# Angezeigter Text:
——

1. Sonntag nach Trinitatis

 

Predigt zum 1. Sonntag nach Trinitatis, 11. Juni 2023

 

1.Joh 4, 16-21: Gott ist Liebe. Und wer in der Liebe lebt, ist mit Gott verbunden, und Gott ist mit ihm verbunden. Darin hat die Liebe bei uns ihr Ziel erreicht: Am Tag des Gerichts werden wir voller Zuversicht sein. Denn wie Jesus Christus mit dem Vater verbunden ist, so sind es auch wir in dieser Welt. In der Liebe gibt es keine Furcht, sondern die vollkommene Liebe vertreibt die Furcht. Denn die Furcht rechnet mit Strafe. Bei dem, der sich fürchtet, hat die Liebe ihr Ziel noch nicht erreicht. Wir lieben, weil er uns zuerst geliebt hat. Wer behauptet: »Ich liebe Gott!«, aber seinen Bruder und seine Schwester hasst, ist ein Lügner. Denn wer seine Geschwister nicht liebt, die er sieht, kann Gott nicht lieben, den er nicht sieht. Dieses Gebot hat uns Gott gegeben: Wer ihn liebt, soll auch seine Geschwister lieben.

 

Liebe Mitchristen!

 

Stellen Sie sich vor, Ihr Kind fragt Sie nach Gott: „Wo ist Gott? Warum kann ich ihn nicht sehen? Wie sieht Gott aus?“ Was würden Sie auf diese Kinderfragen antworten? Mit welchen Worten und Bildern würden Sie Ihrem Kind erklären, was Gott Ihnen bedeutet und wo Sie ihn selber erfahren haben in Ihrem Leben?

 

An Pfingsten haben wir die Geschichte vom Heiligen Geist gehört: Wie Gott zu den Jüngern kommt mit Feuerflammen und Sturmgebraus, und auf einmal hält sie nichts mehr in ihrem Haus. Sie gehen raus zu den Leuten und erzählen von ihrem Glauben an Gott und an Jesus. Gott kann man erfahren, auch wenn man ihn nicht sehen kann. So haben es die Menschen damals erlebt. Und so erleben wir es auch heute. Hier in diesem Gottesdienst sind wir zusammengekommen, um gemeinsam unseren Glauben zu leben: Wo ist Gott? Wo kann ich ihn finden? Hier in der Kirche fühlen wir uns Gott nahe. Wenn wir miteinander singen und beten. Wenn wir feierliche Gottesdienste feiern mit Taufen oder Abendmahl. Und wenn wir auf Gottes Wort hören, wie es in der Bibel aufgeschrieben ist. Dort in der Bibel ist uns eine ganz kurze und prägnante Antwort geschenkt auf alle Fragen zu Gott: „Gott ist Liebe,“ heißt es im 1. Johannesbrief: Wo ist Gott? Da, wo die Liebe ist. Wie sieht Gott aus; kann ich ihn sehen? Ich sehe Gott nicht in den vielen Bildern, die Menschen von ihm gemalt haben; nicht in den Kirchen und Kathedralen, die Menschen für Gott gebaut haben. Wirklich sehen kann ich Gott da, wo die Liebe ist. Da weht Gottes Geist in unsere kalte Welt hinein wie ein warmer Sommerwind. Da scheint Gottes Licht in unsere dunkle Welt hinein wie die Sonne an einem Sommermorgen.

——

# Angezeigte Zeilen:
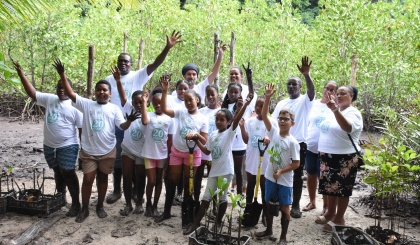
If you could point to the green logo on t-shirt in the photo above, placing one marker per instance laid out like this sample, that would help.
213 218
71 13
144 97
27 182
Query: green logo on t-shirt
98 125
136 134
52 117
216 153
254 141
158 134
184 131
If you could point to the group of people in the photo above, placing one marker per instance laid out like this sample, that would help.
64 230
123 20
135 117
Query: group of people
122 137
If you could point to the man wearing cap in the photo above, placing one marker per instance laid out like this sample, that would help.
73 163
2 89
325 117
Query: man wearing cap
191 71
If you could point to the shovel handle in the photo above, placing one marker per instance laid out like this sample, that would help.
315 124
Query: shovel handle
262 150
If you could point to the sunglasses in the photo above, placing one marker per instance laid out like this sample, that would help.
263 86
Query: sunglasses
329 89
285 119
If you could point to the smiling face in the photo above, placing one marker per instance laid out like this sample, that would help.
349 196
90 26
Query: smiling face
191 102
258 107
234 93
344 97
60 91
124 64
191 77
212 95
180 90
221 121
293 87
156 103
137 103
102 93
235 76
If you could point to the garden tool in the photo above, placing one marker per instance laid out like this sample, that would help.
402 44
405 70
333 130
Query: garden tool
253 210
188 203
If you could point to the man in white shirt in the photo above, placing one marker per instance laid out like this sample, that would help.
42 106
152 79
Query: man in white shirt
301 105
132 81
191 71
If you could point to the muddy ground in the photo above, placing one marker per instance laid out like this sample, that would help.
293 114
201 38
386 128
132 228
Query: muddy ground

——

# Ziel 1:
Stimmen die folgenden Aussagen mit der Predigt überein? Beantworte jede mit Ja oder Nein und zitiere die entscheidenden Worte der Predigt wörtlich. (a) Die Predigt ist auf den 11. Juni 2023 datiert. (b) Laut der Predigt sieht man Gott wirklich in den Kirchen und Kathedralen, die Menschen für ihn gebaut haben. (c) Im zitierten Bibeltext heißt es, dass die vollkommene Liebe die Furcht vertreibt.
# Ziel 2:
Bringe die Zeilen in eine nummerierte Liste, beginnend bei der Zeile mit „If you could point to the man wearing“ und endend mit der letzten Zeile. Beide Enden gehören dazu. Leerzeilen lässt du weg.

# Richtige Antwort 1:
(a) Ja: „Predigt zum 1. Sonntag nach Trinitatis, 11. Juni 2023“
(b) Nein: „nicht in den Kirchen und Kathedralen, die Menschen für Gott gebaut haben“
(c) Ja: „die vollkommene Liebe vertreibt die Furcht“

# Richtige Antwort 2:
1. If you could point to the man wearing cap in the photo above, placing one marker per instance laid out like this sample, that would help.
2. 73 163
3. 2 89
4. 325 117
5. Query: man wearing cap
6. 191 71
7. If you could point to the shovel handle in the photo above, placing one marker per instance laid out like this sample, that would help.
8. 315 124
9. Query: shovel handle
10. 262 150
11. If you could point to the sunglasses in the photo above, placing one marker per instance laid out like this sample, that would help.
12. 263 86
13. Query: sunglasses
14. 329 89
15. 285 119
16. If you could point to the smiling face in the photo above, placing one marker per instance laid out like this sample, that would help.
17. 349 196
18. 90 26
19. Query: smiling face
20. 191 102
21. 258 107
22. 234 93
23. 344 97
24. 60 91
25. 124 64
26. 191 77
27. 212 95
28. 180 90
29. 221 121
30. 293 87
31. 156 103
32. 137 103
33. 102 93
34. 235 76
35. If you could point to the garden tool in the photo above, placing one marker per instance laid out like this sample, that would help.
36. 402 44
37. 405 70
38. 333 130
39. Query: garden tool
40. 253 210
41. 188 203
42. If you could point to the man in white shirt in the photo above, placing one marker per instance laid out like this sample, that would help.
43. 42 106
44. 152 79
45. Query: man in white shirt
46. 301 105
47. 132 81
48. 191 71
49. If you could point to the muddy ground in the photo above, placing one marker per instance laid out like this sample, that would help.
50. 293 114
51. 201 38
52. 386 128
53. 132 228
54. Query: muddy ground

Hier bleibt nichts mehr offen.